> **STATED TASK**: Reproduce word for word the portion of the libcloud pull request notice from "- [ ] Documentation" to "for bigger changes)".

> **GIVEN PASSAGE**:

============================================================

You are viewing a plain text version of this content. The canonical link for it is here.
Posted to notifications@libcloud.apache.org by pquentin <gi...@git.apache.org> on 2017/10/18 07:33:54 UTC
[GitHub] libcloud pull request #1135: storage: Fix hash computation performance on up...
GitHub user pquentin opened a pull request:
https://github.com/apache/libcloud/pull/1135
storage: Fix hash computation performance on upload
## storage: Fix hash computation performance on upload
### Description
The storage base driver computes the hash of uploaded files: individual drivers use it to ensure the reported hash is correct. Before libcloud 2.x, this was done efficiently: the file was only read once, and we were using `hash.update()` to avoid keeping the whole file in memory. With the switch to the requests module, both of these optimizations were removed inadvertently. It turns out the important one is using `hash.update()`: computing the hash on the whole file in memory is orders of magnitude slower.
### Status
- done, ready for review
### Checklist (tick everything that applies)
- [x] [Code linting](http://libcloud.readthedocs.org/en/latest/development.html#code-style-guide) (required, can be done after the PR checks)
- [ ] Documentation
- [x] [Tests](http://libcloud.readthedocs.org/en/latest/testing.html)
- [x] [ICLA](http://libcloud.readthedocs.org/en/latest/development.html#contributing-bigger-changes) (required for bigger changes)
You can merge this pull request into a Git repository by running:
$ git pull https://github.com/pquentin/libcloud upload-stream-hash
Alternatively you can review and apply these changes as the patch at:
https://github.com/apache/libcloud/pull/1135.patch
To close this pull request, make a commit to your master/trunk branch
with (at least) the following in the commit message:
This closes #1135
----
commit 89ecd6e0346ce7cf4f6f2ec47814168f843cfa27
Author: Quentin Pradet <qu...@clustree.com>
Date: 2017-10-18T07:15:22Z
storage: Fix hash computation performance on upload
The storage base driver computes the hash of uploaded files: individual
drivers use it to ensure the reported hash is correct. Before libcloud
2.x, this was done efficiently: the file was only read once, and we were
using `hash.update()` to avoid keeping the whole file in memory. With
the switch to the requests module, both of these optimizations were
removed inadvertently. It turns out the important one is using
`hash.update()`: computing the hash on the whole file in memory is
orders of magnitude slower.
----
---
[GitHub] libcloud pull request #1135: storage: Fix hash computation performance on up...
Posted by asfgit <gi...@git.apache.org>.
Github user asfgit closed the pull request at:
https://github.com/apache/libcloud/pull/1135
---

============================================================

> **SUPPLIED DATA**:

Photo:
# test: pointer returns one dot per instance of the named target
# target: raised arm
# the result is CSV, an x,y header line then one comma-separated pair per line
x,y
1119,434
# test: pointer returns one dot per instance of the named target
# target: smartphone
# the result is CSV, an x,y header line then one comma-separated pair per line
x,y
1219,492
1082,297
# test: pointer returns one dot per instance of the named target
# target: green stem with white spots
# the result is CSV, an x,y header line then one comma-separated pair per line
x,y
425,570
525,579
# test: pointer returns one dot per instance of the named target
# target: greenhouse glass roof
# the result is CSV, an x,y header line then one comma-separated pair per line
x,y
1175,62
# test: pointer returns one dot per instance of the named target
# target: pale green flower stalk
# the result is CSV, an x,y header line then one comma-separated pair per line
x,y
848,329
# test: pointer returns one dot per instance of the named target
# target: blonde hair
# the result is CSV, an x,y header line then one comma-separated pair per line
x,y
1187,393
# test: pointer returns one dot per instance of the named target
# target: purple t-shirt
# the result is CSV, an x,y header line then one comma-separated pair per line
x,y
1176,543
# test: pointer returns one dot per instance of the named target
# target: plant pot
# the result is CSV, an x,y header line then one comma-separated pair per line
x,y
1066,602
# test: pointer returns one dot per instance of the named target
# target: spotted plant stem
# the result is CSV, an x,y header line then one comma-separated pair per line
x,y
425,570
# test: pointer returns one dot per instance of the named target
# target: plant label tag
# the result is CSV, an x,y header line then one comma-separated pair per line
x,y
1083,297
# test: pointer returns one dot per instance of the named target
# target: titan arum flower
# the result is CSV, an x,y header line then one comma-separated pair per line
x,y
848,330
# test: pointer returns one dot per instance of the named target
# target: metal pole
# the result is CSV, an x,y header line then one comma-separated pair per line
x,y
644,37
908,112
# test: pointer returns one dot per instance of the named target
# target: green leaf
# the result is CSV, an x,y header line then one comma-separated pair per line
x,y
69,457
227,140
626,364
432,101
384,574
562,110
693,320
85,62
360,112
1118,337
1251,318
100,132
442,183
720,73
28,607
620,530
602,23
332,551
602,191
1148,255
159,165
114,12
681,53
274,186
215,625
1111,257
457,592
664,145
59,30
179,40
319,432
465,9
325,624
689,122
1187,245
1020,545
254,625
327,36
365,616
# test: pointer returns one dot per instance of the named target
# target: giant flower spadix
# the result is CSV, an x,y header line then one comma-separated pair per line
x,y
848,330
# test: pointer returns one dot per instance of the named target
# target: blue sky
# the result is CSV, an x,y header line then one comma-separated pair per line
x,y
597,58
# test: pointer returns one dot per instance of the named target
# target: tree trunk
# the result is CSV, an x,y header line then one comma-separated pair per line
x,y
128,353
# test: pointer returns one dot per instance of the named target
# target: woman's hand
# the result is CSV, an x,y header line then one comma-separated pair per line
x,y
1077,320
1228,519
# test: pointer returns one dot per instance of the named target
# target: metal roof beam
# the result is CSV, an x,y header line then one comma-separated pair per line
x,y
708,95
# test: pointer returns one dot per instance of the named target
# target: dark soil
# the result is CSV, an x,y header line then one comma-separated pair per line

============================================================

> **FULL RESPONSE**:
- [ ] Documentation
- [x] [Tests](http://libcloud.readthedocs.org/en/latest/testing.html)
- [x] [ICLA](http://libcloud.readthedocs.org/en/latest/development.html#contributing-bigger-changes) (required for bigger changes)